Dorothy Crowfoot Hodgkin Building Opens

New facility dedicated to pioneer chemist houses the Kavli Institute for Nanoscience Discovery

The Kavli Institute for Nanoscience Discovery, inaugurated in April 2021, celebrated its new home in the Dorothy Crowfoot Hodgkin Building at Oxford University on June 15, 2022. The family of the pioneering chemist attended the building opening as did Dorothy Crowfoot Hodgkin’s biographer, Georgina Ferry, who shared the importance of Crowfoot Hodgkin’s work and her experience as a woman in science in the 1930s.

At the opening event, family members of Dorothy Crowfoot Hodgkin pose new a sign featuring the late chemist.


About Dorothy Crowfoot Hodgkin

Crowfoot Hodgkin came to Oxford as an undergraduate in 1928, where women had only been able to receive degrees at the university since 1920. She was one of a few women scientists in chemistry and later went on to receive her Ph.D. at Cambridge, working with J.D. Bernal who was pioneering the X-ray crystallography of biological molecules. This was an area of research that Crowfoot Hodgkin really wanted to do. Working with Crowfoot Hodgkin, Bernal was the first to obtain an X-ray defraction image of a protein, and their work was published in Nature. With this research, she became one of the first two pioneers of protein crystallography and later the pioneer of structural studies of protein molecules.

Dorothy Crowfoot Hodgkin chose to work on compounds she knew would become medically important, such as penicillin, vitamin B-12 and insulin. She managed to determine the complete structure of insulin, which took 35 years.

TASKS:
1. Do these statements agree with the article about the Dorothy Crowfoot Hodgkin Building? Answer yes or no for each and quote the words that decide it. (a) Crowfoot Hodgkin earned her Ph.D. at Oxford. (b) The Kavli Institute for Nanoscience Discovery was inaugurated in April 2021. (c) Determining the complete structure of insulin took 35 years.
2. According to the article about the Dorothy Crowfoot Hodgkin Building, who is Crowfoot Hodgkin's biographer?
3. List every compound that the article about the Dorothy Crowfoot Hodgkin Building names as one she chose to work on.

SUPPLIED INFORMATION:
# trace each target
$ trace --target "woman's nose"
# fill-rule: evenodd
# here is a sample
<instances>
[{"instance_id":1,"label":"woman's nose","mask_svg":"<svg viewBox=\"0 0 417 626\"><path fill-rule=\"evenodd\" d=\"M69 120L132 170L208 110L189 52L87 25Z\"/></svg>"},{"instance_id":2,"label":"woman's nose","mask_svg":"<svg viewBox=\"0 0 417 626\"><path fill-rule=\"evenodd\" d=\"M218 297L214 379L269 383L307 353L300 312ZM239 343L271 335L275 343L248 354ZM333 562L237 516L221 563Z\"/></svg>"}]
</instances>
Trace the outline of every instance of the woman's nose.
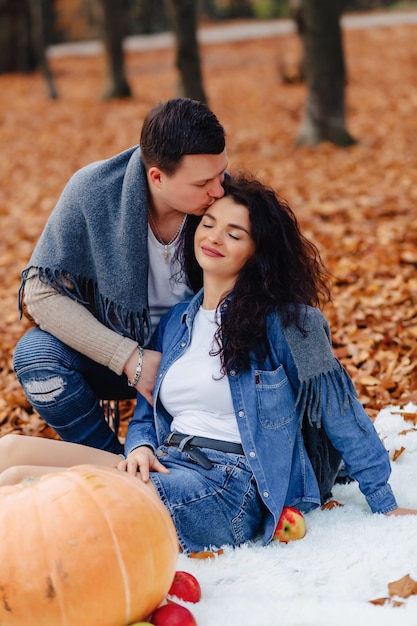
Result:
<instances>
[{"instance_id":1,"label":"woman's nose","mask_svg":"<svg viewBox=\"0 0 417 626\"><path fill-rule=\"evenodd\" d=\"M211 198L223 198L224 189L223 189L223 176L217 178L213 181L213 184L210 186L208 194Z\"/></svg>"}]
</instances>

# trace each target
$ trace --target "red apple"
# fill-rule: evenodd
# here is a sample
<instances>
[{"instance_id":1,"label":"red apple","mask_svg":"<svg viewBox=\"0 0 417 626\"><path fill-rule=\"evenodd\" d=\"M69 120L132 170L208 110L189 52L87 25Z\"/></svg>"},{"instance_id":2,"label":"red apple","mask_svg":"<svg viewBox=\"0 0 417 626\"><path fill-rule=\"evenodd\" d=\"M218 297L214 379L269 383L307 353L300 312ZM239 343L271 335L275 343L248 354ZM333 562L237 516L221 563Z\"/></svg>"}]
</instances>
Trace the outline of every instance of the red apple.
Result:
<instances>
[{"instance_id":1,"label":"red apple","mask_svg":"<svg viewBox=\"0 0 417 626\"><path fill-rule=\"evenodd\" d=\"M164 604L153 612L151 624L154 626L197 626L194 615L180 604Z\"/></svg>"},{"instance_id":2,"label":"red apple","mask_svg":"<svg viewBox=\"0 0 417 626\"><path fill-rule=\"evenodd\" d=\"M273 538L288 543L302 539L305 534L306 523L303 514L293 506L284 506Z\"/></svg>"},{"instance_id":3,"label":"red apple","mask_svg":"<svg viewBox=\"0 0 417 626\"><path fill-rule=\"evenodd\" d=\"M199 602L201 600L200 584L197 578L189 572L175 572L168 595L176 596L184 602Z\"/></svg>"}]
</instances>

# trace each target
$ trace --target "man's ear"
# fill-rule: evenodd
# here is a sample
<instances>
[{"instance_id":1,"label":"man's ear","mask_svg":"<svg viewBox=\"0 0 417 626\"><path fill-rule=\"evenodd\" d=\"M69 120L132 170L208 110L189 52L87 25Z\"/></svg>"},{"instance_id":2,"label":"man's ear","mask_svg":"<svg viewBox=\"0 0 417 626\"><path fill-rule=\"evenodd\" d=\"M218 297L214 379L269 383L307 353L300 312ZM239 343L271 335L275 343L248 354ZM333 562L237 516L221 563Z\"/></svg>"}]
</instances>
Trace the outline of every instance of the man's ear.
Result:
<instances>
[{"instance_id":1,"label":"man's ear","mask_svg":"<svg viewBox=\"0 0 417 626\"><path fill-rule=\"evenodd\" d=\"M149 168L148 177L149 177L149 182L152 185L155 185L156 187L159 188L161 186L162 176L163 176L162 170L160 170L159 167L156 167L156 165Z\"/></svg>"}]
</instances>

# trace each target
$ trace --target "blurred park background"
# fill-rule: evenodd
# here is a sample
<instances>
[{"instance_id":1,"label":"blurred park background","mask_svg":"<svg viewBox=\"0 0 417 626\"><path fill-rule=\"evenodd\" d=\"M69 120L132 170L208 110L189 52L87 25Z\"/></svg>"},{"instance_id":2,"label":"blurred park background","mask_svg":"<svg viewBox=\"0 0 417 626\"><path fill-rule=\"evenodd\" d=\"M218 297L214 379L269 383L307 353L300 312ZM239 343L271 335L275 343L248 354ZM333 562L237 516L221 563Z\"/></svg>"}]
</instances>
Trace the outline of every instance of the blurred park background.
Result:
<instances>
[{"instance_id":1,"label":"blurred park background","mask_svg":"<svg viewBox=\"0 0 417 626\"><path fill-rule=\"evenodd\" d=\"M369 415L417 402L416 41L413 2L0 0L0 434L53 436L12 352L20 272L63 186L194 89L230 171L272 185L319 247L334 350Z\"/></svg>"}]
</instances>

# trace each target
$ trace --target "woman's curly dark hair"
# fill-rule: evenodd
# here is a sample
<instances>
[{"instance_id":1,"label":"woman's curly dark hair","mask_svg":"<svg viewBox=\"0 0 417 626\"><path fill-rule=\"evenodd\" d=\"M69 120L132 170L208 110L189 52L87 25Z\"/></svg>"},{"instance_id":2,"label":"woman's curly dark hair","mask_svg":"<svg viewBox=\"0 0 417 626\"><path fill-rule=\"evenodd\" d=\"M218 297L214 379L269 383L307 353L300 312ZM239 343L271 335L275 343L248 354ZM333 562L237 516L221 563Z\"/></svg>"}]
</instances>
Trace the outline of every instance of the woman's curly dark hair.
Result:
<instances>
[{"instance_id":1,"label":"woman's curly dark hair","mask_svg":"<svg viewBox=\"0 0 417 626\"><path fill-rule=\"evenodd\" d=\"M247 175L227 178L225 195L249 210L255 254L242 268L228 294L217 333L223 372L249 368L268 352L266 320L278 312L284 326L302 331L304 305L330 300L329 273L316 246L300 232L295 214L275 191ZM185 270L190 285L201 286L202 272L193 250L194 232L201 218L189 217L184 233Z\"/></svg>"}]
</instances>

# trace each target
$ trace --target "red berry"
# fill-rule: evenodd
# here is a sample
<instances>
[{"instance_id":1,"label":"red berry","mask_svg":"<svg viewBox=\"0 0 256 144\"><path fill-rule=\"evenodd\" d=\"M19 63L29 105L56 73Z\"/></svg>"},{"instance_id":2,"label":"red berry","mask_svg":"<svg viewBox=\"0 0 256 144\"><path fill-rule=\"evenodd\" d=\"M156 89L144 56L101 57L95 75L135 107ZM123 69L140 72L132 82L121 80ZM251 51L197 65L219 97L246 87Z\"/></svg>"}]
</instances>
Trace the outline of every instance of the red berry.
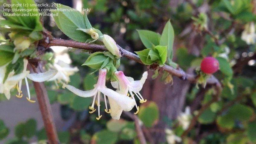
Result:
<instances>
[{"instance_id":1,"label":"red berry","mask_svg":"<svg viewBox=\"0 0 256 144\"><path fill-rule=\"evenodd\" d=\"M207 74L212 74L219 68L219 63L216 59L212 57L204 58L201 62L201 70Z\"/></svg>"}]
</instances>

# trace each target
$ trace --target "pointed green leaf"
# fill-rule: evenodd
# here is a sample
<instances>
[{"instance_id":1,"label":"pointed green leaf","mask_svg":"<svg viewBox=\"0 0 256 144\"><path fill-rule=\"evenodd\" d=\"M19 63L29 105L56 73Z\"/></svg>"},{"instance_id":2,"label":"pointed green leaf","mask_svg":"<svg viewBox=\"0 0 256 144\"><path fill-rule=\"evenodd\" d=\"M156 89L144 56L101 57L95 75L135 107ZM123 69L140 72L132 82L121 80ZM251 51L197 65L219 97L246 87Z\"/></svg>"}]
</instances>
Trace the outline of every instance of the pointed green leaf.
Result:
<instances>
[{"instance_id":1,"label":"pointed green leaf","mask_svg":"<svg viewBox=\"0 0 256 144\"><path fill-rule=\"evenodd\" d=\"M172 59L172 47L174 40L174 31L170 20L167 22L164 28L159 45L167 46L168 50L167 57L168 60L171 61Z\"/></svg>"},{"instance_id":2,"label":"pointed green leaf","mask_svg":"<svg viewBox=\"0 0 256 144\"><path fill-rule=\"evenodd\" d=\"M148 58L148 53L150 50L150 49L147 49L141 51L135 52L138 55L140 59L141 60L142 62L146 65L150 65L154 63L153 61L150 61L149 62L147 61L147 59Z\"/></svg>"},{"instance_id":3,"label":"pointed green leaf","mask_svg":"<svg viewBox=\"0 0 256 144\"><path fill-rule=\"evenodd\" d=\"M166 61L167 58L167 46L157 45L155 47L160 58L159 64L163 65Z\"/></svg>"},{"instance_id":4,"label":"pointed green leaf","mask_svg":"<svg viewBox=\"0 0 256 144\"><path fill-rule=\"evenodd\" d=\"M147 30L137 30L141 42L148 48L152 47L152 44L159 45L160 36L156 33Z\"/></svg>"}]
</instances>

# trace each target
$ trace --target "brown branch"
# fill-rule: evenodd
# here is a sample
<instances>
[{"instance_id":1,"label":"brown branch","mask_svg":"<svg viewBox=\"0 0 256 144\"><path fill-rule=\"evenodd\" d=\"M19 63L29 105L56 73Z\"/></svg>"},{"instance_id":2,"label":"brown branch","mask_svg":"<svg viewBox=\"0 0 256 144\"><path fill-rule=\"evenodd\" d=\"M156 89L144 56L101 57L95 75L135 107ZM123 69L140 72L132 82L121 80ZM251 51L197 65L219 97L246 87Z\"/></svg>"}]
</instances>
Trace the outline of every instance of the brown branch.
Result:
<instances>
[{"instance_id":1,"label":"brown branch","mask_svg":"<svg viewBox=\"0 0 256 144\"><path fill-rule=\"evenodd\" d=\"M32 65L30 65L30 66L31 71L38 72L34 66ZM33 81L33 83L48 138L48 142L50 144L60 144L45 87L43 83Z\"/></svg>"},{"instance_id":2,"label":"brown branch","mask_svg":"<svg viewBox=\"0 0 256 144\"><path fill-rule=\"evenodd\" d=\"M103 45L81 43L72 40L65 40L53 38L52 39L48 39L47 41L47 42L46 42L45 40L42 41L40 44L46 48L51 46L58 46L72 47L79 49L90 51L92 52L108 51ZM143 64L138 55L123 49L119 46L118 47L123 56L133 60L139 63ZM154 64L153 65L154 65ZM175 69L167 65L164 65L164 67L161 67L160 68L173 75L175 76L183 79L187 80L194 83L196 82L196 81L197 76L196 76L187 74L181 68L179 68L179 69ZM213 76L212 76L207 80L207 83L208 84L215 85L217 87L221 87L221 84L219 80Z\"/></svg>"},{"instance_id":3,"label":"brown branch","mask_svg":"<svg viewBox=\"0 0 256 144\"><path fill-rule=\"evenodd\" d=\"M218 89L218 87L216 87L216 88L215 88L215 89L216 91L216 94L213 95L212 99L210 101L203 106L198 111L198 112L197 115L195 116L192 118L192 120L191 121L188 128L182 133L181 135L182 137L184 138L188 135L188 134L189 132L192 130L195 125L196 125L198 118L200 116L202 115L203 113L204 112L204 110L209 108L212 104L218 101L219 100L219 97L220 93L221 93L222 89Z\"/></svg>"}]
</instances>

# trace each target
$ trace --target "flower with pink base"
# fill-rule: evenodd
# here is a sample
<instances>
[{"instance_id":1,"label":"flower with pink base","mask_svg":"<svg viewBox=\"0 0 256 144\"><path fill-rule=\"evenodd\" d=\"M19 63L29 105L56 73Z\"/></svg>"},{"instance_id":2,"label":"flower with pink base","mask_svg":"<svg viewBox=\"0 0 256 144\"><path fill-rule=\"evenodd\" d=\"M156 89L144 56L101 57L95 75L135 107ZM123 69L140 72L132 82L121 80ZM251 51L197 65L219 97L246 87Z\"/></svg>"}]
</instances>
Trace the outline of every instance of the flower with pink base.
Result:
<instances>
[{"instance_id":1,"label":"flower with pink base","mask_svg":"<svg viewBox=\"0 0 256 144\"><path fill-rule=\"evenodd\" d=\"M140 103L142 103L147 101L147 100L144 100L143 99L139 92L141 90L143 84L148 77L148 72L144 72L142 75L141 79L137 81L134 81L132 77L126 76L122 71L116 71L115 72L115 75L118 81L112 82L111 84L113 87L117 89L117 91L122 94L127 95L128 96L130 95L128 93L129 92L134 101L135 101L135 99L134 94L132 94L133 92L140 100ZM111 106L110 101L109 102ZM134 114L137 114L139 112L139 108L136 102L135 106L137 111ZM120 110L121 111L121 109Z\"/></svg>"},{"instance_id":2,"label":"flower with pink base","mask_svg":"<svg viewBox=\"0 0 256 144\"><path fill-rule=\"evenodd\" d=\"M99 72L99 78L97 84L95 85L94 88L89 91L83 91L77 89L73 86L69 85L67 85L65 84L63 84L62 88L67 88L69 91L73 92L75 94L78 96L83 97L88 97L93 96L93 100L92 104L91 106L89 107L89 108L92 110L89 112L90 113L92 113L95 112L96 109L94 108L94 102L96 96L97 96L97 101L96 104L98 106L98 117L96 119L99 120L101 117L102 115L100 115L100 93L102 93L104 95L104 100L105 101L106 109L105 111L107 113L112 113L116 112L114 111L115 108L112 108L113 105L110 105L110 109L108 110L106 96L108 96L110 103L111 101L112 103L115 103L115 106L120 107L124 110L129 111L132 110L134 107L135 102L131 98L127 97L126 95L118 93L115 91L108 88L106 86L106 78L107 70L106 69L103 68L100 70ZM113 111L111 112L111 111ZM116 117L112 117L115 119Z\"/></svg>"}]
</instances>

ANSWERS BELOW:
1.
(a) No: "later went on to receive her Ph.D. at Cambridge"
(b) Yes: "inaugurated in April 2021"
(c) Yes: "She managed to determine the complete structure of insulin, which took 35 years."

2. Georgina Ferry

3. penicillin, vitamin B-12, insulin